Selected extract —
I could never be sinned against more than I have sinned against my Heavenly Father. I could never be the keeper of right and wrong because I'm not always wise in the keeping of right.
I hate the root of bitterness that creeps into my life. But I often water it, leave it to sprout, and then eat of the fruit that was permitted to grow.
The image of one clinging to years worth of justifiable reasons for anger and bitterness haunts me.
Life had been hard for her. My heart still breaks for her years later. Yet, there's a nagging in the heart of a Christian that whispers the question when we see years worth of harboring such bitterness, "Is this the one hurt that could never be forgiven?" "Is this the one thing that Jesus didn't die for?" We don't ever get to own the right to bitterness; the poison fruit that grows from it should spur us on to fight the roots of bitterness we see in our life on our knees with all our might. To press on to take hold of that which Christ Jesus has called us to. There's such beauty when a testimony is given and years of hard and heartache and sadness are coupled with God's grace and forgiveness and joy. Perhaps that's why Kara Tippett's testimony (www.mundanefaithfulness.com) of living her life with such purpose, joy, and grace while dying of cancer has captivated so many of us. She could be bitter and angry at the broken journey she's been asked to walk, but instead I heard her say on a broadcast something like "We choose brokenness over anger." There's a sweet release of comfort to hear that difficult can be journeyed without succumbing to our natural tendency toward bitterness and anger and our right to justice. We crave seeing God's power in action. We long hearing of God's promises lived out in real life. Beth Moore (in her study of Daniel) reminds us of Shadrach, Meshach, and Abednego who came out of the fire that could have incinerated them, but instead "the hair of their heads was not singed, their cloaks were not harmed, and no smell of fire had come upon them" (Daniel 3:27). They didn't even smell of smoke. Impossible. Only God enables someone to walk through the fire in such a way.

Dataset entries —

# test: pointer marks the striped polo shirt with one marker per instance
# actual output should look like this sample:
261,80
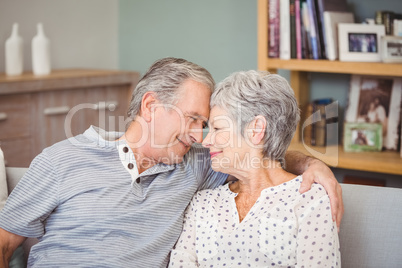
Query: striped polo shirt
85,201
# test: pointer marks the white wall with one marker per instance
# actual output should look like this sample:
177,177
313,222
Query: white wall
83,33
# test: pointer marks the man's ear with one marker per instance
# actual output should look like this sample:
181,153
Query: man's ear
147,105
257,129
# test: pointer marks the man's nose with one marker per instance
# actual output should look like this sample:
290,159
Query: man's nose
196,135
207,141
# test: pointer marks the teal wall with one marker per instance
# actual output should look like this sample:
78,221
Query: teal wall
220,35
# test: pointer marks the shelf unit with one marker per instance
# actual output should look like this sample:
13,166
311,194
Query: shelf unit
382,162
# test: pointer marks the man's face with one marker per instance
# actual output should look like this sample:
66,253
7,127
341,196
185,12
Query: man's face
176,127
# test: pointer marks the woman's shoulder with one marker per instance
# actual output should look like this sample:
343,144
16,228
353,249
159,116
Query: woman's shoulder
211,196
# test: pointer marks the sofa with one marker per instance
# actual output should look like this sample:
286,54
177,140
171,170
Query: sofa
370,233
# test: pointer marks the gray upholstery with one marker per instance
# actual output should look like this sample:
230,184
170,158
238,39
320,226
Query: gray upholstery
371,229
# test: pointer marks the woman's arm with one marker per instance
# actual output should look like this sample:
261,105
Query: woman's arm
317,239
183,253
313,170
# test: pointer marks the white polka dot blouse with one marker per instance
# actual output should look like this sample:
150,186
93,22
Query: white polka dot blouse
283,229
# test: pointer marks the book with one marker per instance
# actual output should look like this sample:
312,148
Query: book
388,19
307,123
292,16
305,30
284,36
329,6
298,30
315,40
319,135
331,20
273,27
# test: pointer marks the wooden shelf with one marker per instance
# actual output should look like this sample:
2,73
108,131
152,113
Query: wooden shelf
382,162
326,66
335,156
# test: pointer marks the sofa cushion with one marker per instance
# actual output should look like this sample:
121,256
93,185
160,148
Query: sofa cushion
3,181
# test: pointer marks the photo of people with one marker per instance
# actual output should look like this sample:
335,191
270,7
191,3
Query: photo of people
376,99
363,137
363,42
394,49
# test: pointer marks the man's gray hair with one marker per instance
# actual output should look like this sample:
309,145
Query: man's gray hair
245,95
164,78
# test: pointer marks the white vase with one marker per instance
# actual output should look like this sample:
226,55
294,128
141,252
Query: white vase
14,53
40,53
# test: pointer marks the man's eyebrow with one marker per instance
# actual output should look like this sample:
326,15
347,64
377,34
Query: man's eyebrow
197,115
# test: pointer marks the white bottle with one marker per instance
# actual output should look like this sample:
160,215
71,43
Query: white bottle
14,53
40,53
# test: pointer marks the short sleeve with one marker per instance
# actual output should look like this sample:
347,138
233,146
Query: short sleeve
32,200
183,254
200,161
317,239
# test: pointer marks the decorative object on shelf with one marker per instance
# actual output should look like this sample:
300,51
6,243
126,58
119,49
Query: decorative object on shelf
14,53
391,48
375,99
398,27
331,21
40,52
320,127
360,42
362,137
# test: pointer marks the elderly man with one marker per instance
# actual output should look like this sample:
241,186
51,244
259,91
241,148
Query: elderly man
117,199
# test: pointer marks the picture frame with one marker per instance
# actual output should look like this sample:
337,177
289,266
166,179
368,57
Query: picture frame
391,47
376,99
362,137
360,42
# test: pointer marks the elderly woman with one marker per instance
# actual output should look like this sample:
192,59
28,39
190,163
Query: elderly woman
260,220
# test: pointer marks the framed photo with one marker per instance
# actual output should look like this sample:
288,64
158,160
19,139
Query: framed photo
375,99
391,48
362,137
360,42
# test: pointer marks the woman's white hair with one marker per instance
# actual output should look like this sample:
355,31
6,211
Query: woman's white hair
164,78
245,95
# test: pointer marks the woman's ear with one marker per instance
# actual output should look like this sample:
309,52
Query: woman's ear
147,103
257,129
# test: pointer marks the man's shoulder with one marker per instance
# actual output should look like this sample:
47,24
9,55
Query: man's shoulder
197,153
211,194
73,143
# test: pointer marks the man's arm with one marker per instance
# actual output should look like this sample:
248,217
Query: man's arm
8,244
313,170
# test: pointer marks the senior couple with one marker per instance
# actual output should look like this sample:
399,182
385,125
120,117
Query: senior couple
108,199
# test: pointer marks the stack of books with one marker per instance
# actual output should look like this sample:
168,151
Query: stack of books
305,29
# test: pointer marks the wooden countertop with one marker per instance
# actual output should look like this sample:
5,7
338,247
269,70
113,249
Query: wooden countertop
65,78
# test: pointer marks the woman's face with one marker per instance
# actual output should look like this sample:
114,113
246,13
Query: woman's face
228,148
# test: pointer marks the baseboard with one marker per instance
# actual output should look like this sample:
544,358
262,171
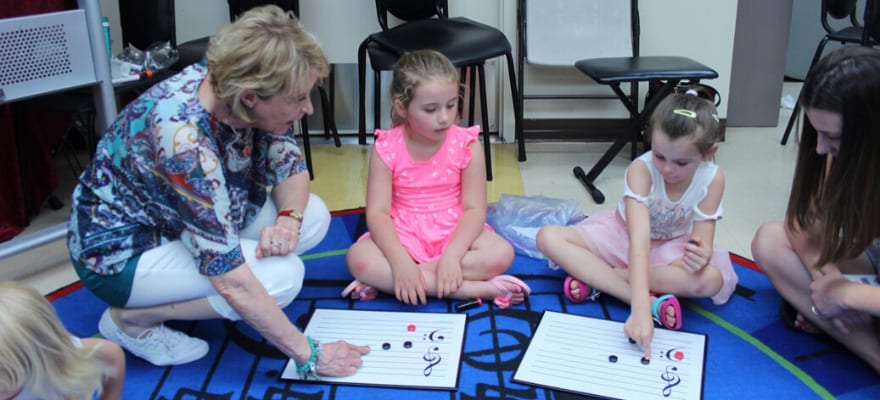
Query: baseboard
582,129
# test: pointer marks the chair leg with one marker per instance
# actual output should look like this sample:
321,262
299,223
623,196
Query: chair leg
329,121
795,111
329,111
362,92
484,110
306,147
517,109
377,100
472,94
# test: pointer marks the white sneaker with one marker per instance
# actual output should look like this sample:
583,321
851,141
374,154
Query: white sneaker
159,346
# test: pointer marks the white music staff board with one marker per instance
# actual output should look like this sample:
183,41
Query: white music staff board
417,350
592,356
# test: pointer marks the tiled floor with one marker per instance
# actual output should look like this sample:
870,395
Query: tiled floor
758,173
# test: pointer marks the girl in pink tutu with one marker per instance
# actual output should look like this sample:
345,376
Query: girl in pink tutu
660,238
426,200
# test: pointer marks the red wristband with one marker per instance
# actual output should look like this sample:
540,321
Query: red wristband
291,213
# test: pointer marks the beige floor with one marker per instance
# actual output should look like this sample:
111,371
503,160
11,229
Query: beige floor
758,171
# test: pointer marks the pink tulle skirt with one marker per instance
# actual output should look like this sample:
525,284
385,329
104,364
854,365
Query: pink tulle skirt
606,235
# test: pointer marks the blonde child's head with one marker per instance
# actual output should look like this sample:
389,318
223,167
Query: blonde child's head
687,116
412,70
38,352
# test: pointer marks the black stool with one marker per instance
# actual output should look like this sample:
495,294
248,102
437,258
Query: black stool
613,71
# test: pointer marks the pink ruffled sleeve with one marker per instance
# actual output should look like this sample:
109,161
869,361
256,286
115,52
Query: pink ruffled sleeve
386,144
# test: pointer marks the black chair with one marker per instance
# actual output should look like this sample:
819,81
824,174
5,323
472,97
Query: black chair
866,34
467,43
664,72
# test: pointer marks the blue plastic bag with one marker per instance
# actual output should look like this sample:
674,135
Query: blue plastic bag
518,219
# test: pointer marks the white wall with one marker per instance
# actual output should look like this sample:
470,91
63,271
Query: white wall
699,29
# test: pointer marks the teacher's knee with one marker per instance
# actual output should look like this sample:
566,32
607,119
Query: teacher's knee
316,223
285,280
766,243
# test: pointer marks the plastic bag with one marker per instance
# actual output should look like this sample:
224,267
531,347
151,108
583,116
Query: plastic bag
518,219
159,56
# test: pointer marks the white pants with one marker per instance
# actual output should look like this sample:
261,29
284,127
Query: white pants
169,274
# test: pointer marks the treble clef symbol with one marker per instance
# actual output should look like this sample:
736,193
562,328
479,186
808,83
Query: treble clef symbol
432,359
671,378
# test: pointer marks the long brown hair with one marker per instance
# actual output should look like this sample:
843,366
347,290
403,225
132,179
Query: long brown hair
837,202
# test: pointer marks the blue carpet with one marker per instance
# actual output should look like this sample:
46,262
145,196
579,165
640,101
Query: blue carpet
751,355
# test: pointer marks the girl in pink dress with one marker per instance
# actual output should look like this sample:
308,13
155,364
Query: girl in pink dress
426,200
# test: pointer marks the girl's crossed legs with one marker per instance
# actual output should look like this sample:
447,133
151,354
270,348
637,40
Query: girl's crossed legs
489,256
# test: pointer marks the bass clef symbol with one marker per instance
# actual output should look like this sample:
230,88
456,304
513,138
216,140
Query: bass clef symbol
671,378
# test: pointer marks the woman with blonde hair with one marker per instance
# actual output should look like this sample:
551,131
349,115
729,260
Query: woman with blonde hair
197,202
40,359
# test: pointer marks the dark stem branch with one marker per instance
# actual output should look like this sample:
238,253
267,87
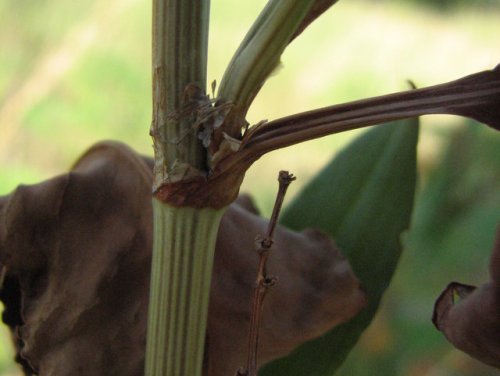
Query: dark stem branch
264,282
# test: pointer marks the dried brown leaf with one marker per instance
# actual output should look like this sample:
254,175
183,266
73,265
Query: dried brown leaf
469,317
76,253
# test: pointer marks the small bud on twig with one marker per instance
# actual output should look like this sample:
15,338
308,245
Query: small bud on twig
264,282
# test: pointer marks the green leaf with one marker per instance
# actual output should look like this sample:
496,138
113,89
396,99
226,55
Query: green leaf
364,200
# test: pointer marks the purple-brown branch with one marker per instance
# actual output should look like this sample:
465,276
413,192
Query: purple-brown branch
264,282
476,96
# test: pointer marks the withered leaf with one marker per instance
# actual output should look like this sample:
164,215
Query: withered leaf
76,251
469,317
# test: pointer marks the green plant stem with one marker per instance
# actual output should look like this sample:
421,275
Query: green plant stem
180,43
184,243
259,54
184,238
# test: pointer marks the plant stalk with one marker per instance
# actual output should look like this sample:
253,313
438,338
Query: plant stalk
180,43
184,237
184,243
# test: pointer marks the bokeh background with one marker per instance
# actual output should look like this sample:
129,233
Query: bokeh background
75,72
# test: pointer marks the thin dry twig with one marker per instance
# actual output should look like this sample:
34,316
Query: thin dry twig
263,282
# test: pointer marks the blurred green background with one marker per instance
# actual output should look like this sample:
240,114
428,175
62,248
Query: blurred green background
73,73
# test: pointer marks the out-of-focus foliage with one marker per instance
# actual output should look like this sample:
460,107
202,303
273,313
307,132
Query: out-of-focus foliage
96,85
364,200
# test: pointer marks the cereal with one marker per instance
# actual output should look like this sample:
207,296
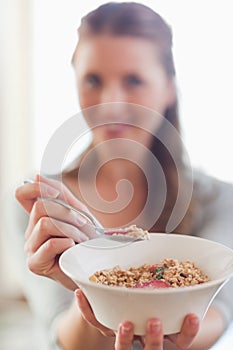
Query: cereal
168,273
130,231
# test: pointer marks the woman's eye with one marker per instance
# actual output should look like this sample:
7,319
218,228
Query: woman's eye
93,80
133,80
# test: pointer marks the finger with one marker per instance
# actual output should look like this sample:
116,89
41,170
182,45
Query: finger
124,337
46,228
188,332
88,314
154,335
28,193
56,211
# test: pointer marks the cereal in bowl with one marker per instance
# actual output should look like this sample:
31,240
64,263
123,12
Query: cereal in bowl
168,273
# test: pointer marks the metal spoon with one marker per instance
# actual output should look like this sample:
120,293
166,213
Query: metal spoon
114,234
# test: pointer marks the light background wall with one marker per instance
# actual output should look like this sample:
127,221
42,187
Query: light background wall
203,56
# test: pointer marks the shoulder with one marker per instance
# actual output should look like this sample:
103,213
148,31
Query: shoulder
214,219
209,190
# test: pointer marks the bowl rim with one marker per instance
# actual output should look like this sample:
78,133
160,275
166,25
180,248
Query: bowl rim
170,290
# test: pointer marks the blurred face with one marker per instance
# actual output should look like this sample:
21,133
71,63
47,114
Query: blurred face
118,74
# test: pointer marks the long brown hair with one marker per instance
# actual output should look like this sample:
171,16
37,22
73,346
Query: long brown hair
137,20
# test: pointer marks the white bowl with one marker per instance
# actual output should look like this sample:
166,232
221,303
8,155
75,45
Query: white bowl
113,305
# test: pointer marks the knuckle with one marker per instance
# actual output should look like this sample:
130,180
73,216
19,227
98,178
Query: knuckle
32,266
43,223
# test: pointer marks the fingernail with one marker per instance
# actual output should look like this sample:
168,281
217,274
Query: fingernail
52,192
126,329
194,321
81,220
155,327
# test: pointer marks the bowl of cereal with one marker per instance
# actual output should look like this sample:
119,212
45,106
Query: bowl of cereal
166,276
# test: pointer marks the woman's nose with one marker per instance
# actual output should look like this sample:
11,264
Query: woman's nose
113,93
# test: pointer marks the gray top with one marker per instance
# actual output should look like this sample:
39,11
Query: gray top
48,299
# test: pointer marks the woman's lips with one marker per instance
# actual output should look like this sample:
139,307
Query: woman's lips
115,130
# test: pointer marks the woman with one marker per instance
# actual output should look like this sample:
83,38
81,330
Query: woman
126,86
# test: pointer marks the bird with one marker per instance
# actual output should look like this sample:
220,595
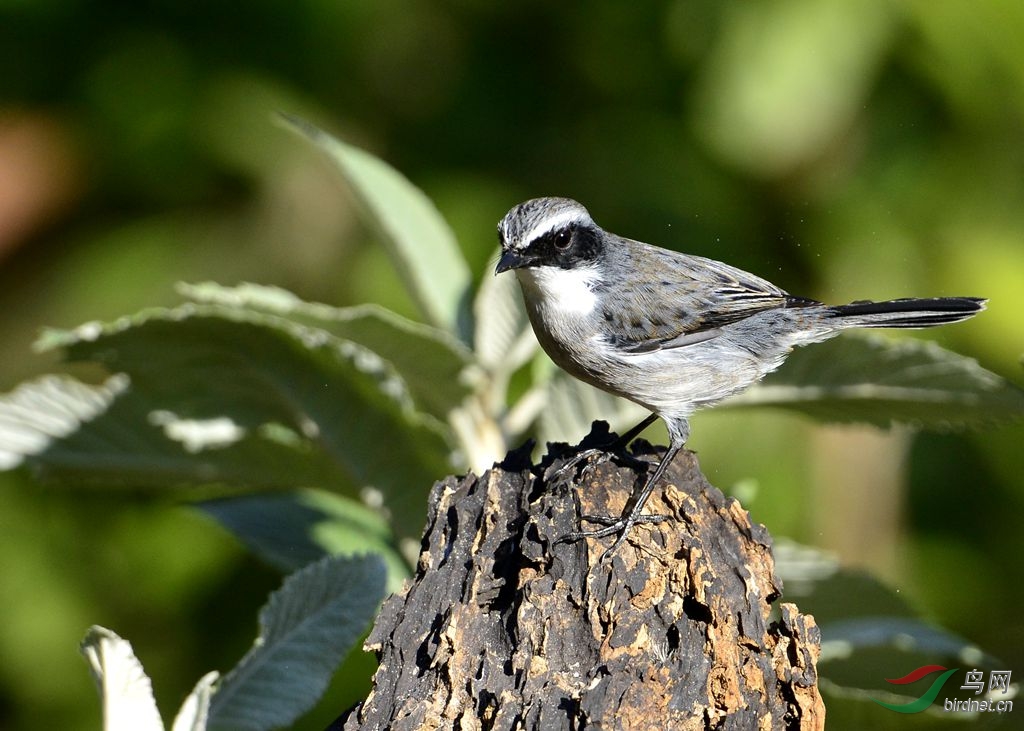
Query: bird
671,332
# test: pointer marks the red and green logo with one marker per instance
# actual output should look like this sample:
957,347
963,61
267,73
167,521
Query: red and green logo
915,706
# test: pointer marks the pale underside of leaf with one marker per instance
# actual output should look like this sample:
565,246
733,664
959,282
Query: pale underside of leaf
869,379
422,246
306,629
124,687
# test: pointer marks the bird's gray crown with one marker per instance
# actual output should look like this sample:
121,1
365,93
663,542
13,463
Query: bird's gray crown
532,219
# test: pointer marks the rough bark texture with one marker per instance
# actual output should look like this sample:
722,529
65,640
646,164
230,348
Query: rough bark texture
504,628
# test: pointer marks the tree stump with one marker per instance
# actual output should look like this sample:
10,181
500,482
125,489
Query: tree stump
503,627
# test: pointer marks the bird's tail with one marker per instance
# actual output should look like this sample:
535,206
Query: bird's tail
907,312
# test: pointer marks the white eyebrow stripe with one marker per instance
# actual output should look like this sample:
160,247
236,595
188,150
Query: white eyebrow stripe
547,225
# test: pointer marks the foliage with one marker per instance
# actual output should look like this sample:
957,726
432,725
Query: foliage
250,388
305,629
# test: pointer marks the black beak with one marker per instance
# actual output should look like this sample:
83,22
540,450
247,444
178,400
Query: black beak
511,259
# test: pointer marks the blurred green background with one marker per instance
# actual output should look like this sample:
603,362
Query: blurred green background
843,149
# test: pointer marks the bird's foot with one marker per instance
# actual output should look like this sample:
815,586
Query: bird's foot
620,527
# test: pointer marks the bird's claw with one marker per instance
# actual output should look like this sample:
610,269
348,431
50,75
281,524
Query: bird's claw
612,526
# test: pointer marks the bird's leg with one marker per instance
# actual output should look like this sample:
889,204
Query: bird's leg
632,513
620,443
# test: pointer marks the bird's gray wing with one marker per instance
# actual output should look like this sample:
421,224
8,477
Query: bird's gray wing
674,300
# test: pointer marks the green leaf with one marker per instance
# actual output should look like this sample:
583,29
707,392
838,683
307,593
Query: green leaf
38,413
432,362
572,405
306,629
124,687
422,246
223,395
860,378
196,708
293,529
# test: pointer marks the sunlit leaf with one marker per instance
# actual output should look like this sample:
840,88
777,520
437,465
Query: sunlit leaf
124,687
868,379
421,244
431,361
196,708
304,407
306,629
503,339
293,529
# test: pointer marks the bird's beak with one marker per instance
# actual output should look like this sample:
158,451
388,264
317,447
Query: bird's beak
511,259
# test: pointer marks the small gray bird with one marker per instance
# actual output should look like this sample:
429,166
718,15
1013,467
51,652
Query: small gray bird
671,332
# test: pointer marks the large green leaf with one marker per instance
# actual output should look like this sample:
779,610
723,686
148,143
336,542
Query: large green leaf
126,691
306,629
223,395
422,246
869,379
431,361
295,528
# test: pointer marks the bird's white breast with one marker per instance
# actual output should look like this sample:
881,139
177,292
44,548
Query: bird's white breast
561,291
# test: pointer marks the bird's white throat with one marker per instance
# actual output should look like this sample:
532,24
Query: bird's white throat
565,291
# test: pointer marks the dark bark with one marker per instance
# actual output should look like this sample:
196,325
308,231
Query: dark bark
504,628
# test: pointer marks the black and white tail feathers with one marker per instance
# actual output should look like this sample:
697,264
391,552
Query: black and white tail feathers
909,312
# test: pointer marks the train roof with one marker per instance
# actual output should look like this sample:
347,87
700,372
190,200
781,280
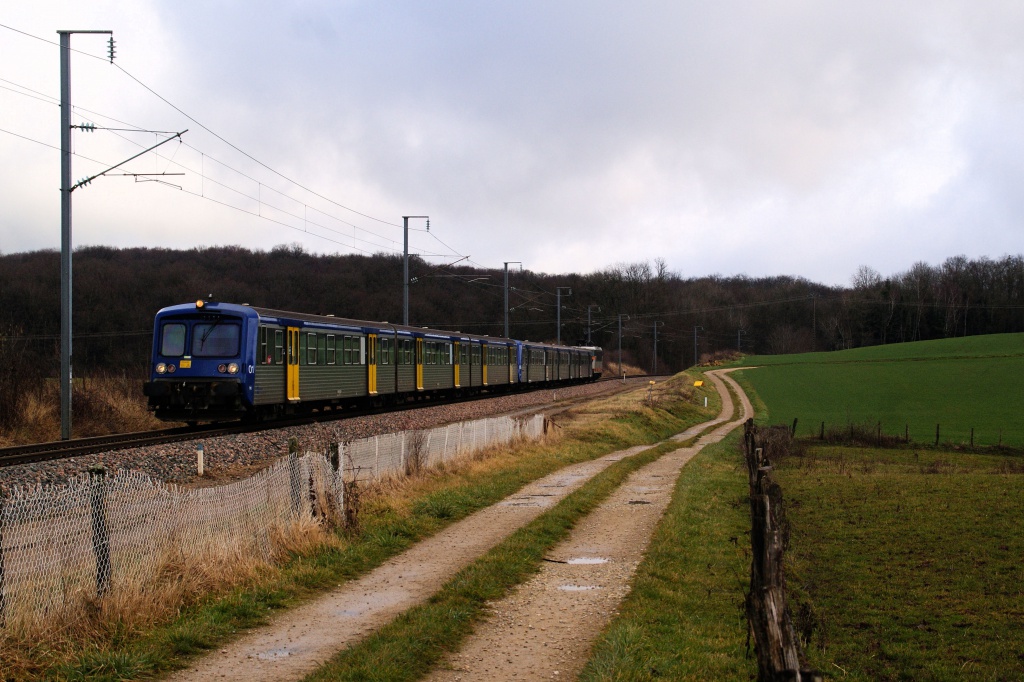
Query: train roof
249,310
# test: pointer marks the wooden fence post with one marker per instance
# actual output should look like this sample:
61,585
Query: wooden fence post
100,531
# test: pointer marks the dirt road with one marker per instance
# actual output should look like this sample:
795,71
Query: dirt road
545,629
303,638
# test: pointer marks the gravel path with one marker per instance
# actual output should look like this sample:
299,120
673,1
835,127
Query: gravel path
509,646
227,458
544,630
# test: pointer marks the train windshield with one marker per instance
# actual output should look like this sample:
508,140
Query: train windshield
216,339
172,340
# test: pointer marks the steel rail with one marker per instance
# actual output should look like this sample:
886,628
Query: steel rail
61,450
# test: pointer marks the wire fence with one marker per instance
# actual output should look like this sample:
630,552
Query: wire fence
98,536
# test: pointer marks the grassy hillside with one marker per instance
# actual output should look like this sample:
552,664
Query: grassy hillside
973,382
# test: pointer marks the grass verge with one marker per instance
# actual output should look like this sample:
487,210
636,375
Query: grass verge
906,565
393,517
684,619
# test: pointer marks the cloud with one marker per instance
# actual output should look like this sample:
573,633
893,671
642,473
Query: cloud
793,137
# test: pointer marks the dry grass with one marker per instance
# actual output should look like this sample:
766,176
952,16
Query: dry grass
29,645
99,406
127,614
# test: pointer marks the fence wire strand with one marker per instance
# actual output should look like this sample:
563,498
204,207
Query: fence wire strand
99,535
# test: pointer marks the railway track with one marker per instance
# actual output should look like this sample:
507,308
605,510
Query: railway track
60,450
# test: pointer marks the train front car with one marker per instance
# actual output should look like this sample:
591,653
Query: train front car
202,364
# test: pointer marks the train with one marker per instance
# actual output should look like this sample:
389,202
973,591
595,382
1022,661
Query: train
219,361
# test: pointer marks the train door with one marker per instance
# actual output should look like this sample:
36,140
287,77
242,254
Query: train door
419,365
292,355
457,363
483,364
372,364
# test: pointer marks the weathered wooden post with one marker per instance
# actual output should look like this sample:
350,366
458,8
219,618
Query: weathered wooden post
100,531
3,600
293,474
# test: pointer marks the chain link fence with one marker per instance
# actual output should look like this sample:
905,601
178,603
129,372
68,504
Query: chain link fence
98,536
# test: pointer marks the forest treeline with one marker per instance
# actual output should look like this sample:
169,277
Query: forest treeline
117,292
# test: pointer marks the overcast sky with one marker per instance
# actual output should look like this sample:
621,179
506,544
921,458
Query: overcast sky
787,137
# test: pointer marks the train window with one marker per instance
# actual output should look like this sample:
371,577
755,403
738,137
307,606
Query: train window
172,340
332,342
311,349
347,356
216,339
279,346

Required tasks —
1: Answer these questions about the reflection on bitterness:
(a) What does the writer say they often do with the root of bitterness?
(b) What did the writer hear Kara Tippett say on a broadcast?
(c) In which study does Beth Moore bring up Shadrach, Meshach, and Abednego?
2: Condense the paragraph of the reflection on bitterness that begins "Life had been hard for her" into a shorter paragraph that keeps its main facts.

Responses in order —
1:
(a) The writer often waters it, leaves it to sprout, and then eats of the fruit that was permitted to grow.
(b) Something like "We choose brokenness over anger."
(c) In her study of Daniel.

2: Life had been hard for her, and the writer's heart still breaks for her. Seeing years of harbored bitterness, a Christian wonders whether this is the one hurt that could never be forgiven, the one thing Jesus didn't die for. We never own the right to bitterness. Its poison fruit should drive us to fight its roots on our knees with all our might and press on toward what Christ Jesus has called us to. A testimony where years of heartache meet God's grace, forgiveness, and joy is beautiful. That may be why Kara Tippett's testimony (www.mundanefaithfulness.com) of living with purpose, joy, and grace while dying of cancer has captivated so many. Instead of being bitter, she said something like "We choose brokenness over anger." It comforts us to hear that hard things can be faced without giving in to bitterness, anger, and our right to justice. We crave seeing God's power and His promises lived out. In her study of Daniel, Beth Moore recalls Shadrach, Meshach, and Abednego, who came out of the fire unsinged and without even the smell of smoke (Daniel 3:27). Only God enables someone to walk through fire that way.